### Exercise objective
Can you lay out as a numbered list the lines from the one containing "query (the noun phrase to segment): cloudy" through the end of the items, leaving out any blank lines?

### Stored rows
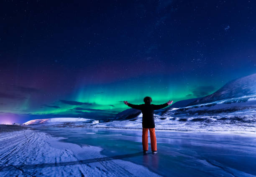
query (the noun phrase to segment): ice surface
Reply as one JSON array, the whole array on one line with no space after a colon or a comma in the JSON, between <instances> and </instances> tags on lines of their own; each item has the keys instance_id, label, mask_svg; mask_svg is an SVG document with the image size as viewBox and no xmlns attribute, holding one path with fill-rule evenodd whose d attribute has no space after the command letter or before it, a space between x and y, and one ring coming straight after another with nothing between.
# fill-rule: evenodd
<instances>
[{"instance_id":1,"label":"ice surface","mask_svg":"<svg viewBox=\"0 0 256 177\"><path fill-rule=\"evenodd\" d=\"M256 176L255 136L156 130L143 155L141 130L40 130L0 134L0 176Z\"/></svg>"}]
</instances>

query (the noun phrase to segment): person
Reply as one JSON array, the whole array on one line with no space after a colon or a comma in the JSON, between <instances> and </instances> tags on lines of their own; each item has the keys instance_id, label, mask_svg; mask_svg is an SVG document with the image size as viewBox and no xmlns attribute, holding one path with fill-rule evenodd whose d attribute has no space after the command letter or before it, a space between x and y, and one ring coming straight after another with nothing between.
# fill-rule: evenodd
<instances>
[{"instance_id":1,"label":"person","mask_svg":"<svg viewBox=\"0 0 256 177\"><path fill-rule=\"evenodd\" d=\"M146 97L143 100L145 104L133 105L124 101L124 103L128 106L134 109L140 110L142 112L142 146L143 152L147 153L148 150L148 132L149 130L150 133L150 142L151 150L153 153L157 152L156 148L156 138L155 133L155 121L154 120L154 110L163 108L171 105L173 102L169 100L167 102L161 105L154 105L151 104L152 98L150 97Z\"/></svg>"}]
</instances>

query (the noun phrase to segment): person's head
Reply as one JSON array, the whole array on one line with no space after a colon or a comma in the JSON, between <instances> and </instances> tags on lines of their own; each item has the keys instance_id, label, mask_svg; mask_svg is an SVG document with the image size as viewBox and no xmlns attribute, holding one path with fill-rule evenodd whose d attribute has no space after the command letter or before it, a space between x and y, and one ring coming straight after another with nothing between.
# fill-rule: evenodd
<instances>
[{"instance_id":1,"label":"person's head","mask_svg":"<svg viewBox=\"0 0 256 177\"><path fill-rule=\"evenodd\" d=\"M152 98L150 97L146 97L143 99L143 101L144 101L145 104L150 104L152 102Z\"/></svg>"}]
</instances>

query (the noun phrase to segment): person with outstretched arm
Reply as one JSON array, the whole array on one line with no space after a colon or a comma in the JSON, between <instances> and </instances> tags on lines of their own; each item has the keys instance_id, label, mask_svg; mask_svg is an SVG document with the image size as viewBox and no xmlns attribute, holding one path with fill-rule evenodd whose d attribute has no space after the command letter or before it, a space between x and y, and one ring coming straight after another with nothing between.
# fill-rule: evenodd
<instances>
[{"instance_id":1,"label":"person with outstretched arm","mask_svg":"<svg viewBox=\"0 0 256 177\"><path fill-rule=\"evenodd\" d=\"M155 121L154 120L154 110L163 108L171 105L173 101L169 100L166 103L161 105L151 104L152 98L146 97L143 99L145 104L133 105L124 101L124 103L133 108L140 110L142 112L142 146L143 152L147 153L148 150L148 132L149 130L151 150L153 153L157 152L156 148L156 138L155 133Z\"/></svg>"}]
</instances>

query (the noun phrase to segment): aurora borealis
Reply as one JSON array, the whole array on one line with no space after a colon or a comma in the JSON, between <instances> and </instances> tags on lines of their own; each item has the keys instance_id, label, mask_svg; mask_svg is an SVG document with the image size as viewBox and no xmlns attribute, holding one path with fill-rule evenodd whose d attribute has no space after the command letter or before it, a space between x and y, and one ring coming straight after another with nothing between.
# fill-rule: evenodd
<instances>
[{"instance_id":1,"label":"aurora borealis","mask_svg":"<svg viewBox=\"0 0 256 177\"><path fill-rule=\"evenodd\" d=\"M0 123L111 117L256 73L256 2L208 1L1 2Z\"/></svg>"}]
</instances>

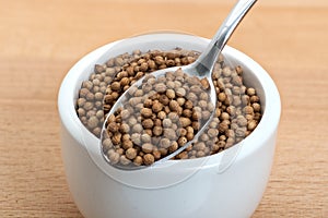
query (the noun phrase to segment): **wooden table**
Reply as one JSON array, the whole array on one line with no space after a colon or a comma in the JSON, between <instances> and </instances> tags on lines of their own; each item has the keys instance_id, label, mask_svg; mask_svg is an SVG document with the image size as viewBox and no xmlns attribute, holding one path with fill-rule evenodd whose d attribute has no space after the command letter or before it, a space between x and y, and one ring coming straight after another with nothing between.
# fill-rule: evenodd
<instances>
[{"instance_id":1,"label":"wooden table","mask_svg":"<svg viewBox=\"0 0 328 218\"><path fill-rule=\"evenodd\" d=\"M57 93L86 52L144 32L211 37L229 0L0 0L0 217L82 217L60 155ZM230 45L282 98L270 181L254 217L328 217L328 3L259 1Z\"/></svg>"}]
</instances>

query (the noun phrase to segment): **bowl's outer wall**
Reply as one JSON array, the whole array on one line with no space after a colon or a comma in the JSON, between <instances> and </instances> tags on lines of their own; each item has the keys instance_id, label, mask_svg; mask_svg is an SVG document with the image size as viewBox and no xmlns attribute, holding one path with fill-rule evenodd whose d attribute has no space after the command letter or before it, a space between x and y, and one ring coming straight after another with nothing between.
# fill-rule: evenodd
<instances>
[{"instance_id":1,"label":"bowl's outer wall","mask_svg":"<svg viewBox=\"0 0 328 218\"><path fill-rule=\"evenodd\" d=\"M223 173L211 168L167 189L124 185L105 174L65 126L62 157L73 199L87 218L249 217L270 174L276 132L265 146Z\"/></svg>"},{"instance_id":2,"label":"bowl's outer wall","mask_svg":"<svg viewBox=\"0 0 328 218\"><path fill-rule=\"evenodd\" d=\"M85 64L85 59L82 60L75 66ZM67 77L72 77L71 71ZM65 78L62 86L73 87L77 83ZM206 166L181 183L163 189L138 189L112 179L91 158L81 140L83 131L77 131L79 119L73 102L67 102L67 98L70 98L69 101L74 98L60 90L62 158L77 206L87 218L251 216L266 189L274 154L280 98L276 89L272 95L276 95L278 110L271 114L270 123L260 123L262 128L258 126L258 134L246 138L247 148L242 147L239 158L227 170L218 173L218 166ZM68 107L71 107L69 112ZM249 146L253 148L249 149Z\"/></svg>"}]
</instances>

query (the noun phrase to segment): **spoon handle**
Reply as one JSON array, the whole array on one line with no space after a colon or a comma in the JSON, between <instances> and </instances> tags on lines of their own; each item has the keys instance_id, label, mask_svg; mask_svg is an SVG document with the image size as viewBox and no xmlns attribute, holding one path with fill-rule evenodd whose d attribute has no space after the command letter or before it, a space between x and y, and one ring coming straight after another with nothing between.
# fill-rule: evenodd
<instances>
[{"instance_id":1,"label":"spoon handle","mask_svg":"<svg viewBox=\"0 0 328 218\"><path fill-rule=\"evenodd\" d=\"M235 4L233 10L230 12L227 17L224 20L219 31L212 38L209 46L197 59L195 63L196 68L206 69L206 71L199 71L199 73L203 72L203 75L211 76L211 72L223 47L256 1L257 0L239 0Z\"/></svg>"}]
</instances>

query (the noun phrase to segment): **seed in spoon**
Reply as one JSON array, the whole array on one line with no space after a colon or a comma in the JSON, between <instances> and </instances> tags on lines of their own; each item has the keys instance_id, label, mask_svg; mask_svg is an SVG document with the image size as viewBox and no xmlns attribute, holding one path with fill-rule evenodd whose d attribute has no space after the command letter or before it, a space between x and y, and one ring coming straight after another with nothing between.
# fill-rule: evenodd
<instances>
[{"instance_id":1,"label":"seed in spoon","mask_svg":"<svg viewBox=\"0 0 328 218\"><path fill-rule=\"evenodd\" d=\"M145 76L107 119L103 137L106 158L114 165L150 166L184 146L196 135L195 126L206 121L196 116L198 111L211 113L214 109L198 97L209 95L208 89L204 80L180 69L159 77Z\"/></svg>"}]
</instances>

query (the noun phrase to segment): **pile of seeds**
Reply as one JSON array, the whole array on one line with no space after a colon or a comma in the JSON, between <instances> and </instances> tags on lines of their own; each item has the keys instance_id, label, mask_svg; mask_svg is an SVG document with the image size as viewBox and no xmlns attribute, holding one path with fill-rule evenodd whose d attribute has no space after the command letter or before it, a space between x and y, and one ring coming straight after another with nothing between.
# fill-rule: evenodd
<instances>
[{"instance_id":1,"label":"pile of seeds","mask_svg":"<svg viewBox=\"0 0 328 218\"><path fill-rule=\"evenodd\" d=\"M149 166L191 141L215 109L209 87L206 78L181 70L149 74L132 86L106 122L103 152L110 164Z\"/></svg>"},{"instance_id":2,"label":"pile of seeds","mask_svg":"<svg viewBox=\"0 0 328 218\"><path fill-rule=\"evenodd\" d=\"M99 137L104 118L119 96L136 81L159 69L189 64L198 56L196 51L179 48L144 53L137 50L112 58L104 64L96 64L90 78L82 83L77 100L77 113L81 122ZM175 159L203 157L226 149L249 135L261 119L260 99L255 88L245 86L241 66L229 66L220 57L212 78L218 96L215 116L197 142L175 156ZM199 112L204 118L208 113L204 110ZM121 156L128 155L127 150L120 153ZM125 161L122 158L121 164Z\"/></svg>"}]
</instances>

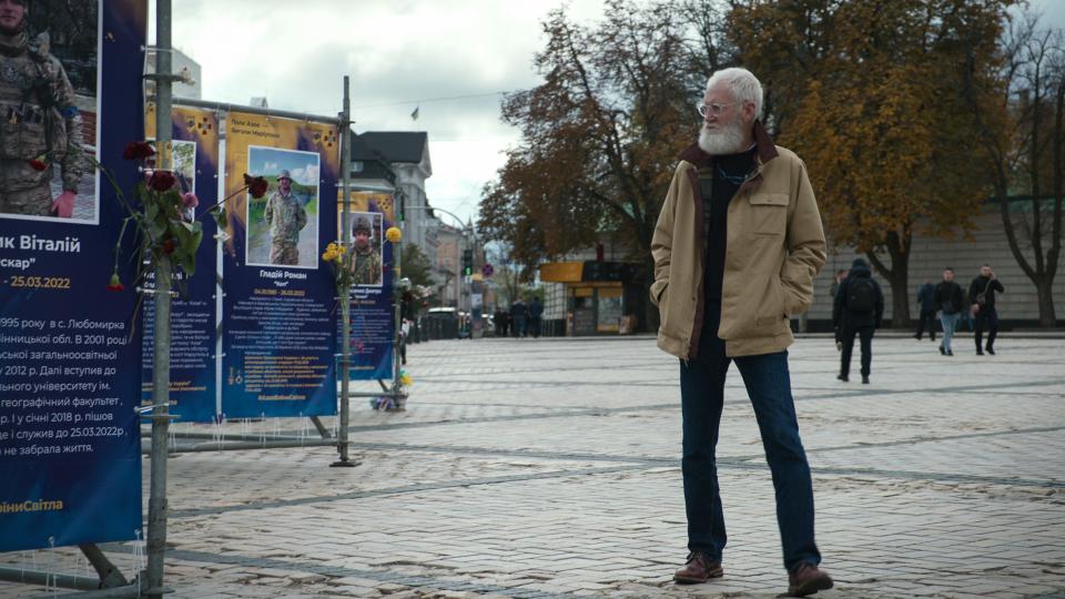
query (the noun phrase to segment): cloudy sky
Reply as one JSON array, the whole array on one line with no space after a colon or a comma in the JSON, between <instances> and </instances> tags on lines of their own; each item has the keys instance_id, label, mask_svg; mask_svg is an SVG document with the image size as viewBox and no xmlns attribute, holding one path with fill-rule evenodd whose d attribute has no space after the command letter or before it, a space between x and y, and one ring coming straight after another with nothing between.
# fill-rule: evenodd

### Answer for this exercise
1. query (the noun phrase to segment): cloudy sky
2. Reply as one JSON array, the whole array on one line with no space after a colon or a comma in the JSON, between <instances> and </instances> tags on lines of their own; each item has the keys instance_id, label, mask_svg; mask_svg is an SVG document with the image size as viewBox and no xmlns attribute, holding one path with fill-rule evenodd whose d attribute has no space after the command letter or before it, a space between x and y, and one ring coming straight after another with nothing between.
3. # fill-rule: evenodd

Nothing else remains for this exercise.